"""

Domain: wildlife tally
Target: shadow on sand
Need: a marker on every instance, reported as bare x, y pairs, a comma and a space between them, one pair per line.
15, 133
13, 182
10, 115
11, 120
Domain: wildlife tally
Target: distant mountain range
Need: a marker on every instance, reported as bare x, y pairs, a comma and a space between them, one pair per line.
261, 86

"""

## Objectif de l'exercice
Pouvez-vous recopier mot pour mot toutes les lignes ci-dessus, sans rien y changer ?

## Solution rédigée
Domain: wildlife tally
Target: shadow on sand
Need: a marker on every instance, reported as bare x, y pairs, a comma and a space between them, one pair per line.
15, 133
13, 182
10, 115
11, 120
Domain: wildlife tally
Target: distant mountain range
Need: a marker on every instance, reported as bare x, y pairs, a comma and a space between them, one pair per line.
261, 86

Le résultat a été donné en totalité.